Please output every entry below exactly as written, leaving out any pictures.

Top of Working data

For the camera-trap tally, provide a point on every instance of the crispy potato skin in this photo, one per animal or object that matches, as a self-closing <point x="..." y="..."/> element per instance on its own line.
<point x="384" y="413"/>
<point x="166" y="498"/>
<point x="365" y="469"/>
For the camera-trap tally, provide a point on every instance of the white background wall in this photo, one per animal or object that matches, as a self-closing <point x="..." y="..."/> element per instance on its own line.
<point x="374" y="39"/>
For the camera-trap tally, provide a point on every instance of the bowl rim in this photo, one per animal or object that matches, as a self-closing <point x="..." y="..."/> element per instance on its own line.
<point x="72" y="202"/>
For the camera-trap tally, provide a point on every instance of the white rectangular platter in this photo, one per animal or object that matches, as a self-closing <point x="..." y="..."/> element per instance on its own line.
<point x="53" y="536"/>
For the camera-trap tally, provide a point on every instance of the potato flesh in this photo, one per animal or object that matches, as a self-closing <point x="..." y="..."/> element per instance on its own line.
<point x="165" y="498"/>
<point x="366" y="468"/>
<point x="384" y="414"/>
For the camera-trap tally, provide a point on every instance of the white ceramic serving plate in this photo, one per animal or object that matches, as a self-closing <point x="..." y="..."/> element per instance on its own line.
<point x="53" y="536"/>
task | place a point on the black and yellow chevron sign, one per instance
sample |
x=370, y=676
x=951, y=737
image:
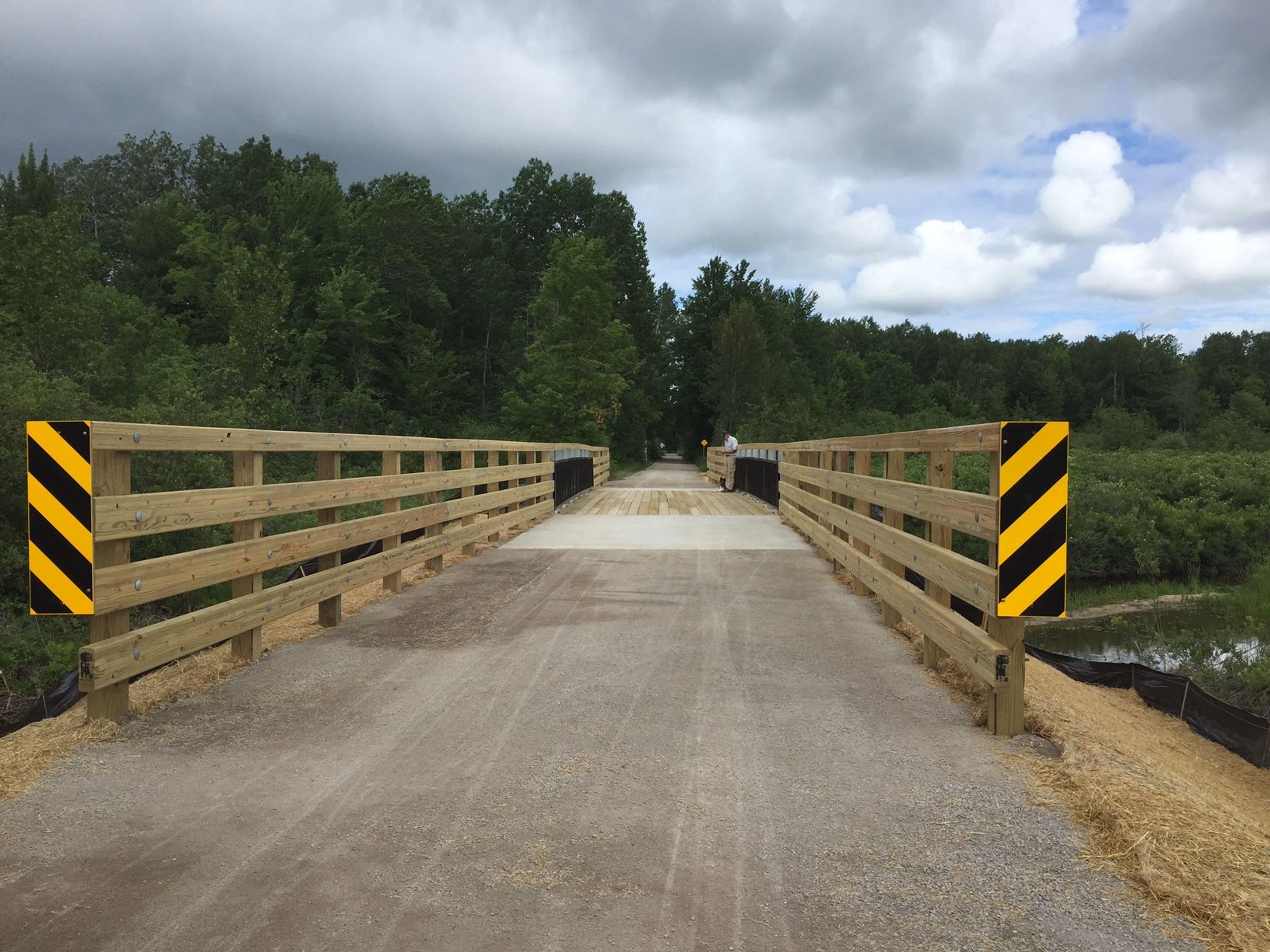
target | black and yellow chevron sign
x=1032, y=551
x=60, y=517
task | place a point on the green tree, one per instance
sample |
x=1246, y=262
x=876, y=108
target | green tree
x=737, y=376
x=578, y=366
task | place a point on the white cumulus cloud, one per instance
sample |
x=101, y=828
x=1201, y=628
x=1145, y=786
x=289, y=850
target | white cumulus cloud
x=1086, y=196
x=1235, y=193
x=1183, y=261
x=954, y=267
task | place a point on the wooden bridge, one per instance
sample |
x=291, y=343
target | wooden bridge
x=651, y=720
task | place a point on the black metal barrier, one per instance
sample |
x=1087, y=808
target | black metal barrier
x=760, y=478
x=1178, y=696
x=573, y=476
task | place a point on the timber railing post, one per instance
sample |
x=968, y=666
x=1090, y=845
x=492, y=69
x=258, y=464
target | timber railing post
x=468, y=461
x=492, y=460
x=939, y=473
x=514, y=460
x=895, y=518
x=432, y=464
x=248, y=471
x=1005, y=701
x=392, y=466
x=863, y=466
x=112, y=476
x=329, y=610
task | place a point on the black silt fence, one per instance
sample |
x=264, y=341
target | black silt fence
x=760, y=478
x=573, y=476
x=1235, y=729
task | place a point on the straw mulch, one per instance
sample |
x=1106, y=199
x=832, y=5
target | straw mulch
x=1179, y=818
x=27, y=754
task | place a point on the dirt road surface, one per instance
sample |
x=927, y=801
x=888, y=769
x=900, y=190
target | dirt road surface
x=564, y=749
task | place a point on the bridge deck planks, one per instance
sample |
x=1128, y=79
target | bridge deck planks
x=663, y=502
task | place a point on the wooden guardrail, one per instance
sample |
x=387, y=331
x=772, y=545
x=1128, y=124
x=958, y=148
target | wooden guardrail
x=84, y=517
x=828, y=492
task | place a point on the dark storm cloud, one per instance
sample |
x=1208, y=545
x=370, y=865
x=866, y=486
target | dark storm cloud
x=775, y=130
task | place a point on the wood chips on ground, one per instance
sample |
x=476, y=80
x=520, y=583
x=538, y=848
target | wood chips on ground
x=1179, y=818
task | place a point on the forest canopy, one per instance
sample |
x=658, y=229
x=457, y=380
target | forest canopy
x=216, y=286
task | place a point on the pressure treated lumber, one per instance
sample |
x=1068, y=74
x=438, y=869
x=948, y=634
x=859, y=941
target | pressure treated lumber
x=187, y=572
x=967, y=644
x=116, y=516
x=972, y=513
x=117, y=659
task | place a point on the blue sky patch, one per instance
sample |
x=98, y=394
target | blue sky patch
x=1141, y=145
x=1102, y=16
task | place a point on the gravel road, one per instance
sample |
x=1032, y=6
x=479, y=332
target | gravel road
x=564, y=749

Bottom of Working data

• _Result of this task_
For the camera-trap tally, provide a point on every instance of the crispy potato skin in this photo, one per animal or object that matches, as a self-closing <point x="..." y="..."/> element per instance on its own line.
<point x="384" y="413"/>
<point x="166" y="498"/>
<point x="365" y="469"/>
For the camera-trap tally, provide a point on every instance of the white background wall in this photo, one per animal or object that matches, as a self-closing <point x="..." y="..."/> element per instance on its own line.
<point x="374" y="39"/>
For the camera-trap tally, provide a point on every instance of the bowl rim in this photo, one per animal or object that matches, as a self-closing <point x="..." y="..."/> element per instance on its own line.
<point x="72" y="202"/>
For the camera-trap tally, provide a point on every instance of the white rectangular platter in this photo, one per animal or object that matches, as a self-closing <point x="..." y="..."/> element per instance on its own line.
<point x="53" y="536"/>
For the camera-trap tally, provide a point on every instance of the potato flesh in this photo, one per animal or object that matches, as a self-closing <point x="..." y="..."/> element per instance on its own line.
<point x="165" y="498"/>
<point x="366" y="468"/>
<point x="384" y="414"/>
For the camera-trap tally, provide a point on every instance of the white ceramic serving plate in this photo, one per animal or object that matches, as a self-closing <point x="..." y="..."/> element per instance on its own line.
<point x="53" y="536"/>
task | place a point on the black and yellow chevron sign, one per instance
sample |
x=370, y=676
x=951, y=737
image:
target | black and yellow chevron sign
x=1032, y=551
x=60, y=517
task | place a point on the green tree, one per instance
sample |
x=1246, y=262
x=876, y=108
target | green tree
x=737, y=376
x=578, y=366
task | place a point on the white cumulus cloud, one per instance
sample |
x=101, y=828
x=1201, y=628
x=1145, y=786
x=289, y=850
target | white cumulus cloud
x=1086, y=196
x=1235, y=193
x=1183, y=261
x=954, y=267
task | place a point on the wooden bridge, one per instance
sample |
x=291, y=343
target | wooden bridge
x=651, y=720
task | place a point on the black metal barrier, one per instance
sample |
x=1087, y=808
target | black metal barrier
x=760, y=478
x=1178, y=696
x=573, y=476
task | place a point on the timber railing post, one per instance
sample |
x=968, y=666
x=1090, y=845
x=492, y=69
x=258, y=464
target | timber railing post
x=468, y=461
x=492, y=460
x=939, y=473
x=514, y=460
x=895, y=518
x=432, y=464
x=248, y=471
x=1005, y=701
x=392, y=466
x=863, y=466
x=112, y=476
x=329, y=610
task | place a point on the black silt fence, one per instance
sample |
x=264, y=341
target | black silt fence
x=760, y=478
x=573, y=476
x=1235, y=729
task | place a point on the straw mulch, one per instance
sample |
x=1106, y=199
x=832, y=5
target | straw mulch
x=1179, y=818
x=27, y=754
task | place a point on the dirt road surface, one per instance
sample |
x=927, y=801
x=888, y=769
x=900, y=190
target | dirt road surface
x=564, y=749
task | place a point on the bridge deck planks, one per instance
sample |
x=1128, y=79
target | bridge deck planks
x=663, y=502
task | place a point on the wooden guardrail, one per instance
sample |
x=387, y=331
x=772, y=545
x=1128, y=124
x=958, y=148
target | wooden guardrail
x=84, y=517
x=828, y=492
task | place a point on the dark storm cloud, one per instance
sample |
x=1208, y=545
x=370, y=865
x=866, y=486
target | dark storm cloud
x=775, y=130
task | place a point on the wood chips on ground, one per instance
sample |
x=476, y=80
x=520, y=583
x=538, y=848
target | wood chips on ground
x=1179, y=818
task | place a point on the forest canopy, one per instance
sample |
x=658, y=229
x=457, y=380
target | forest canopy
x=216, y=286
task | place a point on the pressure treated lumber, one per instance
sample |
x=1068, y=74
x=438, y=869
x=948, y=634
x=859, y=941
target | pressure treated lumber
x=187, y=572
x=967, y=644
x=116, y=516
x=972, y=513
x=117, y=659
task | place a point on the blue sky patch, one per instance
sample |
x=98, y=394
target | blue sky patch
x=1141, y=145
x=1102, y=16
task | place a point on the gravel road, one per instance
sample |
x=1032, y=6
x=479, y=332
target | gravel road
x=564, y=749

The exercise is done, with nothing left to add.